The year 2002 was dominated by the first phase of the negotiations on the WTO Anti-dumping and Subsidies Agreements, as agreed at the 4th Ministerial Conference in Doha. Even though the negotiations had a slow start, they gained momentum in the course of the year, in particular on anti-dumping. The Commission has played an active role in the Negotiating Group on Rules - the forum of the negotiations - by submitting negotiating proposals both on anti-dumping and subsidies [34].

[34] EC submission on anti-dumping: WTO document TN/RL/W/13 of 8 July 2002; EC submission on subsidies: WTO document TN/RL/W/30 of 21 November 2002

Concerning anti-dumping, the situation can be described as follows : after four meetings of the Rules Group in 2002, a critical mass of proposals by most major players is on the table. Positions expressed so far range from objection to any changes in substance to a wholesale re-negotiation of the Anti-dumping Agreement. In its negotiating submission, the Commission expressed its openness to a broad negotiation covering topics such as introduction of lesser-duty rules, public interest test and rules on circumvention, swift initiation panels and proposals for reducing costs of initiations.

# TO BE DONE:
(A) Repeat everything in the WTO negotiations passage from "[34] EC submission" down to "costs of initiations.".
(B) List every topic the WTO negotiations passage says the Commission was open to covering in a broad anti-dumping negotiation.
None of the tasks relies on the records.

# DATASET ROWS:

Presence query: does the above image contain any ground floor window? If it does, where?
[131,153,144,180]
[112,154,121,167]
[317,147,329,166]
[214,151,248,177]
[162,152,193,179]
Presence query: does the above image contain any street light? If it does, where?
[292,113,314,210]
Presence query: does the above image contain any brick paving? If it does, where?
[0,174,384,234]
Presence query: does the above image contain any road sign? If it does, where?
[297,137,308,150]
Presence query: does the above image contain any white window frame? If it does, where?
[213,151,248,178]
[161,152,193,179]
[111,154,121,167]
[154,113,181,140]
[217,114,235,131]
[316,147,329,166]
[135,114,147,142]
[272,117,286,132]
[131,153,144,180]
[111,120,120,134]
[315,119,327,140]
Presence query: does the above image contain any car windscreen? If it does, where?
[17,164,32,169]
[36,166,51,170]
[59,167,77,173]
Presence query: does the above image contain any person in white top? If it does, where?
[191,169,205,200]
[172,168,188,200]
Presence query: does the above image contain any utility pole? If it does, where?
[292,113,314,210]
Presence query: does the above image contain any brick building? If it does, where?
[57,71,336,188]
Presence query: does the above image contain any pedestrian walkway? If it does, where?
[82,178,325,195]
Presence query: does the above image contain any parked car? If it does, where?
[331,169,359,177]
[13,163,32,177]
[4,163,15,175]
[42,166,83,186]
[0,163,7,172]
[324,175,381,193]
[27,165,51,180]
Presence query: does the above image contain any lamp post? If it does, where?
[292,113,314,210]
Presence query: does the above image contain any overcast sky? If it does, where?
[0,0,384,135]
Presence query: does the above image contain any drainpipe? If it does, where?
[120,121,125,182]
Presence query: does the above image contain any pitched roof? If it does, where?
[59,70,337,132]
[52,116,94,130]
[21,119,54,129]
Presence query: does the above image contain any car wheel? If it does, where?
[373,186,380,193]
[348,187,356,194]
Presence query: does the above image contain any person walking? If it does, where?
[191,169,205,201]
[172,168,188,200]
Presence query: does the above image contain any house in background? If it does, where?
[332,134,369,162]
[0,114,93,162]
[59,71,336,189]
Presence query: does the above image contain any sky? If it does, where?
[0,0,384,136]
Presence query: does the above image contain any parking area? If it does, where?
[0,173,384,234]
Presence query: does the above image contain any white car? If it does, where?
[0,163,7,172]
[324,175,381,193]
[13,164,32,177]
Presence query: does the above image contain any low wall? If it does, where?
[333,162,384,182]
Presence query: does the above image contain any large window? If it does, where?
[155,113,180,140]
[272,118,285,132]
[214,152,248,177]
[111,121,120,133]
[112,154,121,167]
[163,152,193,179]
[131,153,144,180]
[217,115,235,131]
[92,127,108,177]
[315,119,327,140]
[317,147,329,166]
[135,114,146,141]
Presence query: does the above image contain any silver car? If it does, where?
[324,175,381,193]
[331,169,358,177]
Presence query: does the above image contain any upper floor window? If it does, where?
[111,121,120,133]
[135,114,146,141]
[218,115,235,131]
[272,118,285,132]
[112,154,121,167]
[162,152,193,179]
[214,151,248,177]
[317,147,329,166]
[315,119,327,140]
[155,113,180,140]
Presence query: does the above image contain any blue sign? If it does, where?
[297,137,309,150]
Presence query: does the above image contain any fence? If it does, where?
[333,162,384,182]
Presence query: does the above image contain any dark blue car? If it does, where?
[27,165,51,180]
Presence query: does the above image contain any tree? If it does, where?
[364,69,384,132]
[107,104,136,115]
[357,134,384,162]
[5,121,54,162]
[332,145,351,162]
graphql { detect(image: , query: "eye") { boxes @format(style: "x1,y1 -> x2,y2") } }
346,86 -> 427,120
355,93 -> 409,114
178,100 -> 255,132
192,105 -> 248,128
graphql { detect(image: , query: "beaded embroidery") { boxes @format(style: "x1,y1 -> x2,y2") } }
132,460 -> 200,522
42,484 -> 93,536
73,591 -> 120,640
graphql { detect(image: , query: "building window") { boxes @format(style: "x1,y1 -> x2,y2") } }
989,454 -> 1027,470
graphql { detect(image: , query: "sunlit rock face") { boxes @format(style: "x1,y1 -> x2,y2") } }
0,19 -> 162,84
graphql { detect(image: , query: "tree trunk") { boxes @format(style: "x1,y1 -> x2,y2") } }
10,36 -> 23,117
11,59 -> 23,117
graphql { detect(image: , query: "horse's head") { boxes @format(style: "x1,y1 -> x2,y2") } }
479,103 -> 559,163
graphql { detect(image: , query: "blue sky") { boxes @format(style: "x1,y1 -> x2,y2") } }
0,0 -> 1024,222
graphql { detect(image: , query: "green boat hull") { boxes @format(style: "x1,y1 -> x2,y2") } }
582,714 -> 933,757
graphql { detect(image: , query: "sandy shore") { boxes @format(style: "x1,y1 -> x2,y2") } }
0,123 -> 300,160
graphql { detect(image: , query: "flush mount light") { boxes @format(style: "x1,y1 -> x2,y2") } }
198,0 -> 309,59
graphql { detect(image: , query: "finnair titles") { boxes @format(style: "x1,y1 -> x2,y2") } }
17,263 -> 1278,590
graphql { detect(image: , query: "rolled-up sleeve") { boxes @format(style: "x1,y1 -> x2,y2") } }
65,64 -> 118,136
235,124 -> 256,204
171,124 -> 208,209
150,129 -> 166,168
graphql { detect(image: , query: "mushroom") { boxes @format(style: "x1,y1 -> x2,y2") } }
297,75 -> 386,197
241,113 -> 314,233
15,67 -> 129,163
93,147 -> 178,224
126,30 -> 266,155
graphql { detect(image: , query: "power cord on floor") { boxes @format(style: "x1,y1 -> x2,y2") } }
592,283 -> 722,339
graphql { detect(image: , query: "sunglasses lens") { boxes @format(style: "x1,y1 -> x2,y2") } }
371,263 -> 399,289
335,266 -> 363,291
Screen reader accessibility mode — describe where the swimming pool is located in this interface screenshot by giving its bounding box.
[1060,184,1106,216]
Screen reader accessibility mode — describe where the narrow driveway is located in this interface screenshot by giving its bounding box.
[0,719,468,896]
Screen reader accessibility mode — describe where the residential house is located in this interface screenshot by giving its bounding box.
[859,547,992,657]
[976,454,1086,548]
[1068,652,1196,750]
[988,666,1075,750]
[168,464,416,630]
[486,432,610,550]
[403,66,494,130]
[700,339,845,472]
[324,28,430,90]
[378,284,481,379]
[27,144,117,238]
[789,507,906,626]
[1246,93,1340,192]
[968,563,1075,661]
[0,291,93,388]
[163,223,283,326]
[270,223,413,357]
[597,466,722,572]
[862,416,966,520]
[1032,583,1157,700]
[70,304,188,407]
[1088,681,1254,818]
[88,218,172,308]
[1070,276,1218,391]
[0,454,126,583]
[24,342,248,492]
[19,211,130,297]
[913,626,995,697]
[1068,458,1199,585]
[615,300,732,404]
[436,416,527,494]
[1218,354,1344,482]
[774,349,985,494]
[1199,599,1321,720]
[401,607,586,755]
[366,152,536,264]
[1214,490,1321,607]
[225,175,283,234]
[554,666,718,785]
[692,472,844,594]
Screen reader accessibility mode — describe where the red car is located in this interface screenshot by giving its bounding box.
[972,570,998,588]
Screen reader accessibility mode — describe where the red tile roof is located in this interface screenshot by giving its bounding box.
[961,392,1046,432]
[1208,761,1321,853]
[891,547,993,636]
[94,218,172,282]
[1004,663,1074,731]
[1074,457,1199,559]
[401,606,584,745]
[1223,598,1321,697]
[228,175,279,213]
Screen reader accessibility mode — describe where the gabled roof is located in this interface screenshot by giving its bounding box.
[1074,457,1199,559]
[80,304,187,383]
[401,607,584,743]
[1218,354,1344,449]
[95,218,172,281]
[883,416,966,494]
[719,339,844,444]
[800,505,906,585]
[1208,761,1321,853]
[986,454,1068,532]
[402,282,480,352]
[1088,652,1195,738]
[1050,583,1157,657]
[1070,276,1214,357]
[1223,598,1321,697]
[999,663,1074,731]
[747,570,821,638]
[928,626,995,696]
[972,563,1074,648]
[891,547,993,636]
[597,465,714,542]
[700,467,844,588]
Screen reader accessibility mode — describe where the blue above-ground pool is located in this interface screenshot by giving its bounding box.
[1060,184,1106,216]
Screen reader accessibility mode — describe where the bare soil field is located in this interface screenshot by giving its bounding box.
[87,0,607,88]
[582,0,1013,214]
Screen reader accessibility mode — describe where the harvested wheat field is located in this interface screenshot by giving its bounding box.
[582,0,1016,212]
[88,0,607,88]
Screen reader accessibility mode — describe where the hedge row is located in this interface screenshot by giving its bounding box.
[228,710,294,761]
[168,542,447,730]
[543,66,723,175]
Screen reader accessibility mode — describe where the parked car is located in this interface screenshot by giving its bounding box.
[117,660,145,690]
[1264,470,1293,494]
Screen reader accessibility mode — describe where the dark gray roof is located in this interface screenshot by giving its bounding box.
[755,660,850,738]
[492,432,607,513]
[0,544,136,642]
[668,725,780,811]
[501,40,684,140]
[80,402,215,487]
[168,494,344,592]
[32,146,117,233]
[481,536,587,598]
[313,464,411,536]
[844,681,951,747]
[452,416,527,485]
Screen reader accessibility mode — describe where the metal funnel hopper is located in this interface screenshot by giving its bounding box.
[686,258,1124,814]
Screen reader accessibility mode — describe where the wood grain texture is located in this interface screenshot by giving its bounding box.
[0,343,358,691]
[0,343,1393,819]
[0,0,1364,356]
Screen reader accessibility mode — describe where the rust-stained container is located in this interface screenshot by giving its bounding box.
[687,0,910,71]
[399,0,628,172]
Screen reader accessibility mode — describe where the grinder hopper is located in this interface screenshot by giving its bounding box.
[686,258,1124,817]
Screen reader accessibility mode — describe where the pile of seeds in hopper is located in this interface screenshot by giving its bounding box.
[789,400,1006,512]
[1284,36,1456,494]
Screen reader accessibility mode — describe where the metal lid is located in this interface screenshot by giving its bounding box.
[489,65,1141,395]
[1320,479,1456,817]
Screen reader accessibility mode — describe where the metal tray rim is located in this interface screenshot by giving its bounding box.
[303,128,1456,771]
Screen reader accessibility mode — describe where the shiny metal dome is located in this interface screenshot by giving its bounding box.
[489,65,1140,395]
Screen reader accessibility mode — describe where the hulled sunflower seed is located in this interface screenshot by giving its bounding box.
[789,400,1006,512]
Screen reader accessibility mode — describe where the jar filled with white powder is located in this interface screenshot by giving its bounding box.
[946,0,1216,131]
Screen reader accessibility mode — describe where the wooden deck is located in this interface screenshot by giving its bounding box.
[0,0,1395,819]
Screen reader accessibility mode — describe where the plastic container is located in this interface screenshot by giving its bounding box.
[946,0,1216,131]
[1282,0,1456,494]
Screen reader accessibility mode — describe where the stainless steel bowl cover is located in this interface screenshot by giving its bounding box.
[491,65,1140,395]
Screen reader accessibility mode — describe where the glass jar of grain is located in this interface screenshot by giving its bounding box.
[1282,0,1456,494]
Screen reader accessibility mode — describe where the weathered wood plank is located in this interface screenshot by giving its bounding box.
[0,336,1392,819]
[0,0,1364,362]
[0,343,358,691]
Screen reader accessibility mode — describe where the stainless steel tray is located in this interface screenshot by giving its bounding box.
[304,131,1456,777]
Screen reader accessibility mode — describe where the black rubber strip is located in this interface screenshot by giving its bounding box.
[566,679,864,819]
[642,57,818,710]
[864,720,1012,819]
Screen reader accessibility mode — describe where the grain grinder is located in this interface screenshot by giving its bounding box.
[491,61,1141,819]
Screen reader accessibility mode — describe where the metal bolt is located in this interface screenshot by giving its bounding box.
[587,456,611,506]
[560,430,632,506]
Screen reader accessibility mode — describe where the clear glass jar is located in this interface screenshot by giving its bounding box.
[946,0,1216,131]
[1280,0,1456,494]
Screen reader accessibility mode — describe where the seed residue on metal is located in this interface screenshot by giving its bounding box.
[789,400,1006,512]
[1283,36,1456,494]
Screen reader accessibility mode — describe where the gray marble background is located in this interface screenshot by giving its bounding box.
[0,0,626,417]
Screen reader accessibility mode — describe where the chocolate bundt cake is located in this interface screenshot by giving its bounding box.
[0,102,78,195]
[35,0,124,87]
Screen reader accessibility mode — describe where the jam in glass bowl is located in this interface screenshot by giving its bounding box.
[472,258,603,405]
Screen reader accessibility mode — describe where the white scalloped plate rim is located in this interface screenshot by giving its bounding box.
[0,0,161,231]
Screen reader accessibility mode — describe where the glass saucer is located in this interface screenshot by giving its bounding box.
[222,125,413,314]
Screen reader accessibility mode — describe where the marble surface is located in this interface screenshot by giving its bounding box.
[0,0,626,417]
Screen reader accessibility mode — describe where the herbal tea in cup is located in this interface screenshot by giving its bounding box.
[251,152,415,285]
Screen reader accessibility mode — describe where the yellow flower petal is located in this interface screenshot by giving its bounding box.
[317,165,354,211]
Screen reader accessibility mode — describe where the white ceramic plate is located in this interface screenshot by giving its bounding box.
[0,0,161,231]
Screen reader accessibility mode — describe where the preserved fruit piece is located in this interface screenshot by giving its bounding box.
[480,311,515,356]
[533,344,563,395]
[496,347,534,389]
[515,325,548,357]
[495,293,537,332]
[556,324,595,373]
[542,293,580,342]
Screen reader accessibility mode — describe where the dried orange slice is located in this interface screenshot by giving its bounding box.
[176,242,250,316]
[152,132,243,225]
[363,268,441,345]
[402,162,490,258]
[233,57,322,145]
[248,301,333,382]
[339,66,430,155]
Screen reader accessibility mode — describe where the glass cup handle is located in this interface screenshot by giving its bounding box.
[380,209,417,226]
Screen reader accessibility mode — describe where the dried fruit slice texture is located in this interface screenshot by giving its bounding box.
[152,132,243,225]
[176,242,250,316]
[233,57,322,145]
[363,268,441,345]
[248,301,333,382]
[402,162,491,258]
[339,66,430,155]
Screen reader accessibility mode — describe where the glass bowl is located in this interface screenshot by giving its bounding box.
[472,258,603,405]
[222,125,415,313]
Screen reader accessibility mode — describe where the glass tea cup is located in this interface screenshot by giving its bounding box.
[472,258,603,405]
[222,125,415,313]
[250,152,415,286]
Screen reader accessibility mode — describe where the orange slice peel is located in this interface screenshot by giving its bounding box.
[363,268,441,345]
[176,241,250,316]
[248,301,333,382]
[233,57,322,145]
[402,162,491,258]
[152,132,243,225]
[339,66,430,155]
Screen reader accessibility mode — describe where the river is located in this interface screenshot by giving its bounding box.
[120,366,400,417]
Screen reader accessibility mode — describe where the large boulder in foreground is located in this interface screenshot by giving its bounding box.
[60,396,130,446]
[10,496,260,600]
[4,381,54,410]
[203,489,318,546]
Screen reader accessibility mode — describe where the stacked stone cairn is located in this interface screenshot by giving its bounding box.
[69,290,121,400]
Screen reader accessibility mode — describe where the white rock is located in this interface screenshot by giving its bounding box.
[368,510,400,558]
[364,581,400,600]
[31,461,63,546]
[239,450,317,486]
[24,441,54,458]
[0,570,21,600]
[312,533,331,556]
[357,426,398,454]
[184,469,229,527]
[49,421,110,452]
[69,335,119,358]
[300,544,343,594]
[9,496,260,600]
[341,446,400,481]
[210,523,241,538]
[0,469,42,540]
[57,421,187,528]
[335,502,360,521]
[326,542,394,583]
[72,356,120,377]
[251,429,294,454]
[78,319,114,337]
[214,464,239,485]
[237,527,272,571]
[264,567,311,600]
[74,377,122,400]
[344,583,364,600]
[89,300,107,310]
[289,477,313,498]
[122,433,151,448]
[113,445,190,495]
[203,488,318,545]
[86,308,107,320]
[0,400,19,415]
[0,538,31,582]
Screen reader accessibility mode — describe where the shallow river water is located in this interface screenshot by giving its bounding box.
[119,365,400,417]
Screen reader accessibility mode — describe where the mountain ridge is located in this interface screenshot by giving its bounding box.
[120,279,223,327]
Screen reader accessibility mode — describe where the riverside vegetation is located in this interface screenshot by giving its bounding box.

# EXERCISE ANSWERS:
(A)
[34] EC submission on anti-dumping: WTO document TN/RL/W/13 of 8 July 2002; EC submission on subsidies: WTO document TN/RL/W/30 of 21 November 2002

Concerning anti-dumping, the situation can be described as follows : after four meetings of the Rules Group in 2002, a critical mass of proposals by most major players is on the table. Positions expressed so far range from objection to any changes in substance to a wholesale re-negotiation of the Anti-dumping Agreement. In its negotiating submission, the Commission expressed its openness to a broad negotiation covering topics such as introduction of lesser-duty rules, public interest test and rules on circumvention, swift initiation panels and proposals for reducing costs of initiations.

(B)
- Introduction of lesser-duty rules
- Public interest test
- Rules on circumvention
- Swift initiation panels
- Proposals for reducing costs of initiations